*Fragmento proporcionado*.

-.-.-

Miríada
LA ANÉCDOTA es una mera excusa en este apasionante relato, que narra la visita de un imaginario "nieto del príncipe Genji" a la ciudad sagrada de Kioto y, con más exactitud, a un misterioso monasterio, emplazado en el arrabal meridional de la urbe, donde legendariamente existe el jardín más hermoso del mundo. Toda esta mínima acción transcurre en una sola jornada, desde que el principesco personaje desciende del tren por la mañana en la parada de estación de la línea de Keihan, anterior a Kioto, hasta que lo vuelve a retomar de regreso por la tarde. Estamos, pues, ante una "novela", donde se relata lo que ve, siente y piensa el nieto del príncipe de Genji durante esta breve estancia, que no es más que un recorrido por un lugar imaginario, pero donde, de la forma más real, está compendiado lo mejor de la profunda belleza de Japón, históricamente todavía exultante en el Kioto actual.
¿Nada más? ¿Acaso estoy entonces hablando de una guía turística, todo lo exótica y maravillosamente escrita que se quiera? Desde luego, su autor, el húngaro László Krasznahorkai, escribe y describe como los ángeles, algo que comprobará quien lea el libro en cuestión, Al Norte la montaña, al Sur el lago, al Oeste el camino, al Este el río (Acantilado), un título que ya nos avisa de la perspectiva del recorrido, pero también de su orientación, que no es sólo física. Cada mínimo detalle descrito con premiosidad esconde, sin embargo, una lección que es de tan variada especie como lo es la naturaleza cuando está bien anudada con la historia, pero la esmerada didáctica que encierra tiene algo de sutil y atmosférico, algo que nos remite constantemente a lo esencial de una cultura, que es lo invisible entre lo visible. Una ciencia tanto más sabrosa cuanto no es altisonante, plena de sugerencias y sutilezas. El testimonio de un amor.

-.-.-

[Datos almacenados]
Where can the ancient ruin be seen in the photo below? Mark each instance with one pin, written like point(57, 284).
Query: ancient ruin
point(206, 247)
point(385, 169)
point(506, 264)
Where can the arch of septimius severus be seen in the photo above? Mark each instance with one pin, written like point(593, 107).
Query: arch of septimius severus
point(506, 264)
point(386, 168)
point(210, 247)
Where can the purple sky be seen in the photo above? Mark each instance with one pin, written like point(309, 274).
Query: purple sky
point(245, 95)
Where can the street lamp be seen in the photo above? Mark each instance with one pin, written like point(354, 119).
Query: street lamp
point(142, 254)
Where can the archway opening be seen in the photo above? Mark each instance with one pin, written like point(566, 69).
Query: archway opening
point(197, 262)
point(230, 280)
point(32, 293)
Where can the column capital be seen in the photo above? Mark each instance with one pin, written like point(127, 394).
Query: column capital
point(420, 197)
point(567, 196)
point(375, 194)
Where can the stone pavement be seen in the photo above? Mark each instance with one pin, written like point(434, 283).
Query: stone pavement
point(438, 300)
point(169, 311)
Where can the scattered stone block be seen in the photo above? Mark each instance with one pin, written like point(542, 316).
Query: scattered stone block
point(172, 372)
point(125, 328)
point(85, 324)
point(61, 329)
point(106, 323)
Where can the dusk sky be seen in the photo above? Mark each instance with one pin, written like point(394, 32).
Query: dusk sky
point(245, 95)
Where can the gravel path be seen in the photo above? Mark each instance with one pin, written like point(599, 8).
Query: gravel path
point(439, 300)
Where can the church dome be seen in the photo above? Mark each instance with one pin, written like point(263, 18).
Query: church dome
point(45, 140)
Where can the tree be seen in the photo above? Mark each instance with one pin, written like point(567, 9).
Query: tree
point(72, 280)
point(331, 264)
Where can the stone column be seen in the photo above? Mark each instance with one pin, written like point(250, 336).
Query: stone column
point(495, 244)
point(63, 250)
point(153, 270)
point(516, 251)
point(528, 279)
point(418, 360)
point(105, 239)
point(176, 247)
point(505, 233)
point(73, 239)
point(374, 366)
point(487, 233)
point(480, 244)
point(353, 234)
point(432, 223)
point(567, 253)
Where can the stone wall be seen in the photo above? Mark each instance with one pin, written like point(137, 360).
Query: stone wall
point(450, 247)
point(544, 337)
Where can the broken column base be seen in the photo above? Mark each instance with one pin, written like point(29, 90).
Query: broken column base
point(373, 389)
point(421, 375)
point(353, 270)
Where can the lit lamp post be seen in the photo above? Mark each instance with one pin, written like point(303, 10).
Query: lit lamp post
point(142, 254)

-.-.-

Según la reseña, ¿cuánto tiempo abarca la acción del relato? Los datos no tienen ningún papel aquí.

Una sola jornada, desde que el personaje baja del tren por la mañana hasta que vuelve a tomarlo de regreso por la tarde.